SHORT EXERCISE:
Render the entries as a Markdown table with two columns, Index and Content: number each line in Index and put the line itself in Content, leaving out blank lines. Cover only the span from the line containing "Identify one point on each instance of the black shorts with" through the last line of the entries, including both ends.
── RECORDS SHOWN
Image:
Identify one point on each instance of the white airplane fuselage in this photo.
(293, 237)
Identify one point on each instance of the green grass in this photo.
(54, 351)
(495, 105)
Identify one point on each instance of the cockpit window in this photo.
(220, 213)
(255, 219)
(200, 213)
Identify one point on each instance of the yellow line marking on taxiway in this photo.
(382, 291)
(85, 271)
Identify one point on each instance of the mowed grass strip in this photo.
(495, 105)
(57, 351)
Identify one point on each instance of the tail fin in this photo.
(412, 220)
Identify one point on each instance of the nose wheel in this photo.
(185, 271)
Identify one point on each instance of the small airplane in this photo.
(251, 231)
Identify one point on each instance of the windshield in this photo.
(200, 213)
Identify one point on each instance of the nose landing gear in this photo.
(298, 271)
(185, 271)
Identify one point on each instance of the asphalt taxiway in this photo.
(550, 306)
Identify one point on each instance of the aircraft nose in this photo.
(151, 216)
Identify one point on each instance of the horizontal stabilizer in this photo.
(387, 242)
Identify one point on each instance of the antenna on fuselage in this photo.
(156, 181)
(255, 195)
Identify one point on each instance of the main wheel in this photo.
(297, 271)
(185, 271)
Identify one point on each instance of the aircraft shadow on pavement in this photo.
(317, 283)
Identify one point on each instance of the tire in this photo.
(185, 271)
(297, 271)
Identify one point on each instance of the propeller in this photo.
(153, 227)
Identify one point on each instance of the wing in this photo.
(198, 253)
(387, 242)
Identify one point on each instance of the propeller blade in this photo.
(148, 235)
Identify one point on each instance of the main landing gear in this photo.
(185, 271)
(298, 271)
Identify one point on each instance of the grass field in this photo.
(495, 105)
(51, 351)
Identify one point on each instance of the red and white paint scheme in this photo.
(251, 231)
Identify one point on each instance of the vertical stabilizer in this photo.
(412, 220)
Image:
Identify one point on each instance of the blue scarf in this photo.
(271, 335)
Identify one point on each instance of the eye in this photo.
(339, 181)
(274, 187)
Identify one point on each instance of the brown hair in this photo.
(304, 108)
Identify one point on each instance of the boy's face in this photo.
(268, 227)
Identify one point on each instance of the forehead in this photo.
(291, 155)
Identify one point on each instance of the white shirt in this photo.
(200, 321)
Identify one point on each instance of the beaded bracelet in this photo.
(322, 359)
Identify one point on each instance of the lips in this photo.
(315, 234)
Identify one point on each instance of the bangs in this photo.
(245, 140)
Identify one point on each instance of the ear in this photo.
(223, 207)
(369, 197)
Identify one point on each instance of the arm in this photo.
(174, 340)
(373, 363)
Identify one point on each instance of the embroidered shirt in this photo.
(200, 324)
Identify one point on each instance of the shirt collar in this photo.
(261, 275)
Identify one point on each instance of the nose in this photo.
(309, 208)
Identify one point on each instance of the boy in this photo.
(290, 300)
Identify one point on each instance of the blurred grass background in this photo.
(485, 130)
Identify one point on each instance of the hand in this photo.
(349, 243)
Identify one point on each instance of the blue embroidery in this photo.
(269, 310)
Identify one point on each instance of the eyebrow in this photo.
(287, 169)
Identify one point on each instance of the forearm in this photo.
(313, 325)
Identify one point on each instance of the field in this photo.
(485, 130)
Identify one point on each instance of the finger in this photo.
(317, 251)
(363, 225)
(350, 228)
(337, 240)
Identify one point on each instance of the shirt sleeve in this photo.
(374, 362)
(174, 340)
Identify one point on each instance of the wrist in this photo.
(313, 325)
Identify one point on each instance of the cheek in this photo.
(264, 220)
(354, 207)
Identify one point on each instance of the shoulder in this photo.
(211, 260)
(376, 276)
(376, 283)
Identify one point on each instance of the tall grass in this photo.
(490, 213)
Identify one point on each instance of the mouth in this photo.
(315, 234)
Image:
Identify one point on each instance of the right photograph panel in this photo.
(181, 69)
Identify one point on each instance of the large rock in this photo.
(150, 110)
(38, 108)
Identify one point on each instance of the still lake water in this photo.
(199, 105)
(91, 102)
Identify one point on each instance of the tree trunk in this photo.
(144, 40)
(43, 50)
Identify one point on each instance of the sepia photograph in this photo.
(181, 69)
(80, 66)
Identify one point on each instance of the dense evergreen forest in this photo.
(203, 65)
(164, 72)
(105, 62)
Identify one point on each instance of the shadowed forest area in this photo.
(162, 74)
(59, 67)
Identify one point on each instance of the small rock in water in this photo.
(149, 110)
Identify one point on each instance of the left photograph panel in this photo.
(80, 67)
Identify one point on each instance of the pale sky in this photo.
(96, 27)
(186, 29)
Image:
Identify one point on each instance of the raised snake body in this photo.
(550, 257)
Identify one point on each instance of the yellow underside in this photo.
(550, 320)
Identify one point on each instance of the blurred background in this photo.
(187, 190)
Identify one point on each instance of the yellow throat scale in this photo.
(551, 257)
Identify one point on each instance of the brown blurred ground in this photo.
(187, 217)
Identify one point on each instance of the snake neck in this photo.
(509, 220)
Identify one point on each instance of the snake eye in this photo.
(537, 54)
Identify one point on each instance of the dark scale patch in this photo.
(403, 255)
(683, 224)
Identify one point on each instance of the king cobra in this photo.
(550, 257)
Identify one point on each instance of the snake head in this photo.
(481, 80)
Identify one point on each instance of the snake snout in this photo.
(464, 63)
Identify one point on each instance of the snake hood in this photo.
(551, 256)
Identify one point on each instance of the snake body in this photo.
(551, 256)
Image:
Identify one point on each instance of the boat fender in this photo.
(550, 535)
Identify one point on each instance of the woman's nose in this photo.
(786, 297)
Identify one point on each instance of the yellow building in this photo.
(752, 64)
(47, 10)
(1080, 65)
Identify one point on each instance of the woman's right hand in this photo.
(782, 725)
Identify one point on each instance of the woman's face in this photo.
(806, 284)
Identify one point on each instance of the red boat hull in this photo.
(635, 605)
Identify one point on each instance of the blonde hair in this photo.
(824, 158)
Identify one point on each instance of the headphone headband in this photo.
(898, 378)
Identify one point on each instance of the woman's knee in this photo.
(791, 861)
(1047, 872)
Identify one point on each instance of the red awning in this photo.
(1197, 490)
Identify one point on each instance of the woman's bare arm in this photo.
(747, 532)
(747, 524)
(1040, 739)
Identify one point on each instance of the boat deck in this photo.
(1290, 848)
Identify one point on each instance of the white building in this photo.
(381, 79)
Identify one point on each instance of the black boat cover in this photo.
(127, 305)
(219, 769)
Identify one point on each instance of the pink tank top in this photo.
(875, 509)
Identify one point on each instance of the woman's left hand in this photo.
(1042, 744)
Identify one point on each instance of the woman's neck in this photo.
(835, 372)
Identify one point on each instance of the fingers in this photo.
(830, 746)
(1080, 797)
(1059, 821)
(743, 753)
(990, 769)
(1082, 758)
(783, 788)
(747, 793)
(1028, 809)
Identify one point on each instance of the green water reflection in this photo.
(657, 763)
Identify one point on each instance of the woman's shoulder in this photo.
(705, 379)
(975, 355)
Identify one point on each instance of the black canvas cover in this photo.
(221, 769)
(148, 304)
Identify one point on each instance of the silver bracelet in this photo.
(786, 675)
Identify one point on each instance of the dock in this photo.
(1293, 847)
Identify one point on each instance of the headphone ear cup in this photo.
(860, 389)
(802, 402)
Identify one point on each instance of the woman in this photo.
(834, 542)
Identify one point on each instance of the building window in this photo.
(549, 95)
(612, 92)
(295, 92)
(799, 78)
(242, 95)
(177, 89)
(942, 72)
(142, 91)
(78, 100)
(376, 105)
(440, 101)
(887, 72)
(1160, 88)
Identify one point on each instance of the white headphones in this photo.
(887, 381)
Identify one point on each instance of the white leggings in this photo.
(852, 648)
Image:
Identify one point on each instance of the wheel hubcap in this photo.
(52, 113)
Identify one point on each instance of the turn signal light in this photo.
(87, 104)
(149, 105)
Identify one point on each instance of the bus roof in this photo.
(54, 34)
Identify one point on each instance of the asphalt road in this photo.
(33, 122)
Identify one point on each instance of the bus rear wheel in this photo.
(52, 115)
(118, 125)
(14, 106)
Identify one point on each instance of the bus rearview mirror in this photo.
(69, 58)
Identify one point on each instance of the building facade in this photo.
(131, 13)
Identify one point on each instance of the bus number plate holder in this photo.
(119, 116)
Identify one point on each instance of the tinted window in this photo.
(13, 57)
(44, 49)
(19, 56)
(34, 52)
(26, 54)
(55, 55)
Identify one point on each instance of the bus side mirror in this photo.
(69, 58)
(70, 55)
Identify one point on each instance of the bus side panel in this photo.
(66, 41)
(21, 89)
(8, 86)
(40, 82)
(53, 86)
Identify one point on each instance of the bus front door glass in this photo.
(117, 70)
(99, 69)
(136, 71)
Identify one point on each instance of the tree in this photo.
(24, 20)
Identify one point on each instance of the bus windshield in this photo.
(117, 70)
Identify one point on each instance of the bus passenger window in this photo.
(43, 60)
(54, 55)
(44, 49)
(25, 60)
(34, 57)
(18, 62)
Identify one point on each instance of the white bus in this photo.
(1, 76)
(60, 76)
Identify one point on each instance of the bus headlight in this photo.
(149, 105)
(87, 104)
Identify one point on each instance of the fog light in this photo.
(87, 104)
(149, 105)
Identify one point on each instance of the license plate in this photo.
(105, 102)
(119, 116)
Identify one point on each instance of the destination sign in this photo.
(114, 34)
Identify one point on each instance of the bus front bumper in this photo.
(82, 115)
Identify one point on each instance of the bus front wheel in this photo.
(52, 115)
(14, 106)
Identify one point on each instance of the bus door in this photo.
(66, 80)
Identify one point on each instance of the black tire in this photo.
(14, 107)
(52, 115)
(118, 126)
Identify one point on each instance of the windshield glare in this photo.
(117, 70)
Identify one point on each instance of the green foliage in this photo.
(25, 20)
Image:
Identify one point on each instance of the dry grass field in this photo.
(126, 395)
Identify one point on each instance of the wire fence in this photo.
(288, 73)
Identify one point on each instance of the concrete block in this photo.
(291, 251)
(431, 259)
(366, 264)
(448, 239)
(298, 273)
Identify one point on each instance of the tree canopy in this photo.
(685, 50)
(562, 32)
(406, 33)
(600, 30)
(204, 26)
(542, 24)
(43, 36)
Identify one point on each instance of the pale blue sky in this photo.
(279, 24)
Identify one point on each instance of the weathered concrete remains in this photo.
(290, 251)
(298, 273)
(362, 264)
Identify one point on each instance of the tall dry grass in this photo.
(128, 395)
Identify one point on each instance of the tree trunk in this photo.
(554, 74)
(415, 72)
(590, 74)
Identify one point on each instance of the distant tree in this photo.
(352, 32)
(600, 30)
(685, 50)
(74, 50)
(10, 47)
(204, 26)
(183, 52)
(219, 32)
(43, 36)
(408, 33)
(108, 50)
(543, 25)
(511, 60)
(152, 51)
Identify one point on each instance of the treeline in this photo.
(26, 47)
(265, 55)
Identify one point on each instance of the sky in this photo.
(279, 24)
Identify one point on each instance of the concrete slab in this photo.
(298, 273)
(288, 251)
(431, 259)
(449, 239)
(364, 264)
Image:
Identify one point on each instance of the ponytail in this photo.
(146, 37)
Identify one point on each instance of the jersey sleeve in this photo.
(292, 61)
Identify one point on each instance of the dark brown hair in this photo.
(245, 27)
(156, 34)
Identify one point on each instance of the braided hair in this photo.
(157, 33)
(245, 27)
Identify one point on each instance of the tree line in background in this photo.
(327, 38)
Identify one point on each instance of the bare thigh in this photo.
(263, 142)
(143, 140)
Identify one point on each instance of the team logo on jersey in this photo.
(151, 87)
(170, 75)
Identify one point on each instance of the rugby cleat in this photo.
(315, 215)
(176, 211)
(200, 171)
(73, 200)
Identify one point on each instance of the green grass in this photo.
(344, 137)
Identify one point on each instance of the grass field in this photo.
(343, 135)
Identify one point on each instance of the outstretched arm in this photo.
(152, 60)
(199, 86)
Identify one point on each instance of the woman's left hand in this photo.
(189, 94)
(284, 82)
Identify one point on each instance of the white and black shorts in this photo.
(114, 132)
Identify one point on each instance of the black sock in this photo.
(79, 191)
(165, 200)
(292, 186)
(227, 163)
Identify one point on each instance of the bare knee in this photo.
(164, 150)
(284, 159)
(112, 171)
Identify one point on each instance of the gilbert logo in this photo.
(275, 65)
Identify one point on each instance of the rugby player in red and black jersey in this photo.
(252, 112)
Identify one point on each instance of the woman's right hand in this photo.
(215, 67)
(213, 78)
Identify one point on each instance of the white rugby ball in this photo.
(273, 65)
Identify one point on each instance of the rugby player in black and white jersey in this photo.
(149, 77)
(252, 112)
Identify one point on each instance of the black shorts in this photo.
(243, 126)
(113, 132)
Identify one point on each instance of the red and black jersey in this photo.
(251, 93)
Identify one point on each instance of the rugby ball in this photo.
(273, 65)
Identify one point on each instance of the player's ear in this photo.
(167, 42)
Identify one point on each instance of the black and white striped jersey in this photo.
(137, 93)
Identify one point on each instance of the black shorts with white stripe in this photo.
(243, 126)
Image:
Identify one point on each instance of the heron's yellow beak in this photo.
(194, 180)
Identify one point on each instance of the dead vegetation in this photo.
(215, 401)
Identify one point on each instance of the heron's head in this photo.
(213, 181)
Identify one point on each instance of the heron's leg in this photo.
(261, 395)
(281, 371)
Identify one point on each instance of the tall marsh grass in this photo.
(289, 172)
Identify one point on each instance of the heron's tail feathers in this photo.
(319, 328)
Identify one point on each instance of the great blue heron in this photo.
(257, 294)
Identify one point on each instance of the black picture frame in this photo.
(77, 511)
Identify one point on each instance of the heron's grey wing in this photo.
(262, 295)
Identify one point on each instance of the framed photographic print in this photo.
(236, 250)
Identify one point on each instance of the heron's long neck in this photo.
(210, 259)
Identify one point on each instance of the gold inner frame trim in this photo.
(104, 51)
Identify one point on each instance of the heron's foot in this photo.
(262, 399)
────
TASK RESULT:
| Index | Content |
|---|---|
| 1 | Identify one point on each instance of the black shorts with white stripe in this photo. |
| 2 | (243, 126) |
| 3 | Image: |
| 4 | Identify one point on each instance of the heron's yellow beak in this photo. |
| 5 | (194, 180) |
| 6 | Identify one point on each instance of the dead vegetation in this photo. |
| 7 | (215, 401) |
| 8 | Identify one point on each instance of the heron's head in this photo. |
| 9 | (213, 181) |
| 10 | Identify one point on each instance of the heron's leg in this photo. |
| 11 | (261, 395) |
| 12 | (281, 371) |
| 13 | Identify one point on each instance of the tall marsh grass in this photo. |
| 14 | (289, 172) |
| 15 | Identify one point on each instance of the heron's tail feathers in this photo. |
| 16 | (319, 328) |
| 17 | Identify one point on each instance of the great blue heron in this photo. |
| 18 | (257, 294) |
| 19 | Identify one point on each instance of the black picture frame in this photo. |
| 20 | (77, 511) |
| 21 | Identify one point on each instance of the heron's grey wing in this photo. |
| 22 | (262, 295) |
| 23 | Identify one point on each instance of the framed photographic print in this photo. |
| 24 | (236, 250) |
| 25 | Identify one point on each instance of the heron's long neck in this photo. |
| 26 | (210, 259) |
| 27 | Identify one point on each instance of the gold inner frame trim in this photo. |
| 28 | (104, 51) |
| 29 | Identify one point on each instance of the heron's foot in this photo. |
| 30 | (262, 399) |